Start of Block

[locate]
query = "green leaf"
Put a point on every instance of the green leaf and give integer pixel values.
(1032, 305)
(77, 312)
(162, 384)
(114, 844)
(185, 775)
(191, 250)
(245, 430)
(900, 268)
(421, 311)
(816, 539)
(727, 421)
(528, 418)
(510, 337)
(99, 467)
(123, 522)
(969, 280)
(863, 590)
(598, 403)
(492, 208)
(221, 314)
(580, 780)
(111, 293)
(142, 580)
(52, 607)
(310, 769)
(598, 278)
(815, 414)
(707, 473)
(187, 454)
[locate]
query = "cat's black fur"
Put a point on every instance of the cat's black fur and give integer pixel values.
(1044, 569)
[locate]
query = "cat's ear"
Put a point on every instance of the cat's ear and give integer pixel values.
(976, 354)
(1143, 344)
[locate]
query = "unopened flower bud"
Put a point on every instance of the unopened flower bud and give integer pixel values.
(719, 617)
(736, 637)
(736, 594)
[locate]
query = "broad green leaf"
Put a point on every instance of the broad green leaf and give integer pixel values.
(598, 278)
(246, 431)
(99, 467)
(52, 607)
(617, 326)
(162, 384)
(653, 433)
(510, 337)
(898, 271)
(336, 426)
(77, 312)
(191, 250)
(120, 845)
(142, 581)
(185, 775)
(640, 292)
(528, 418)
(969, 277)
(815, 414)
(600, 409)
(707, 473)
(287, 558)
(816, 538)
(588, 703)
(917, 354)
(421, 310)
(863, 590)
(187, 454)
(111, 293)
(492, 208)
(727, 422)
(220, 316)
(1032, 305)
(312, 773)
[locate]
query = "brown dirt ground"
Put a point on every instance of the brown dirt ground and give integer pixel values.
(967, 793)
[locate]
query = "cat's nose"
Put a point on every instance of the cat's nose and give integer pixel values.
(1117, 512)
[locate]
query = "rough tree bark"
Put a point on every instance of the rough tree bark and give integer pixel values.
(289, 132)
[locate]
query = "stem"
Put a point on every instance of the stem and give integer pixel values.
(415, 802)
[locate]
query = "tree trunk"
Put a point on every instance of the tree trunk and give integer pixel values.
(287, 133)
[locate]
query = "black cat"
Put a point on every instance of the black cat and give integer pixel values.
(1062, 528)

End of Block

> _Instructions to follow_: Return each line of the data above verbatim.

> _Task output_:
[locate]
query = "green leaf"
Put a point on every instance of the green leaf and give integer pixel values.
(1032, 305)
(77, 312)
(162, 384)
(114, 844)
(185, 775)
(191, 250)
(245, 430)
(900, 268)
(421, 311)
(816, 539)
(727, 421)
(528, 418)
(510, 337)
(99, 467)
(123, 522)
(969, 280)
(863, 590)
(598, 403)
(492, 208)
(221, 314)
(580, 780)
(111, 293)
(142, 580)
(52, 607)
(310, 769)
(598, 278)
(815, 414)
(707, 473)
(187, 454)
[locate]
query = "cat's black fur"
Put a point on every instance of the cat's black fur and give integer pixel values.
(1044, 569)
[locate]
query = "cat's ear"
Put a point on every instance of the cat's ear and give integer pixel values.
(976, 354)
(1143, 344)
[locate]
query = "unopened flower bud"
Put a point on every instance of the unopened flower bud and give integer pixel values.
(719, 617)
(736, 637)
(736, 594)
[locate]
query = "broad green leaf"
Put a point on every instance of the broad green leaf and give integer pixel values.
(598, 278)
(246, 431)
(99, 467)
(52, 607)
(617, 326)
(162, 384)
(653, 433)
(510, 337)
(898, 271)
(336, 426)
(77, 312)
(191, 250)
(120, 845)
(142, 581)
(185, 775)
(640, 292)
(528, 418)
(969, 277)
(815, 414)
(600, 409)
(707, 473)
(287, 558)
(816, 538)
(588, 703)
(917, 354)
(421, 310)
(863, 590)
(187, 454)
(111, 293)
(492, 208)
(727, 422)
(220, 316)
(1032, 305)
(312, 773)
[locate]
query = "brown dirt ground"
Put a point on every instance of the brown dirt ground and give integer pixel values.
(967, 793)
[locate]
query = "cat's nose"
Put a point on every instance of the cat's nose and give integer pixel values.
(1117, 512)
[locate]
query = "rough tree bark"
Put a point on every instance of the rough tree bark and give integer pixel values.
(289, 132)
[locate]
query = "stem"
Put a point on every instance of the stem and give integer pixel values.
(415, 802)
[locate]
query = "tree trunk"
Put a point on every instance of the tree trunk and give integer pixel values.
(287, 133)
[locate]
query = "black cat"
Put a point on every instance of the black cat and give integer pixel values.
(1062, 528)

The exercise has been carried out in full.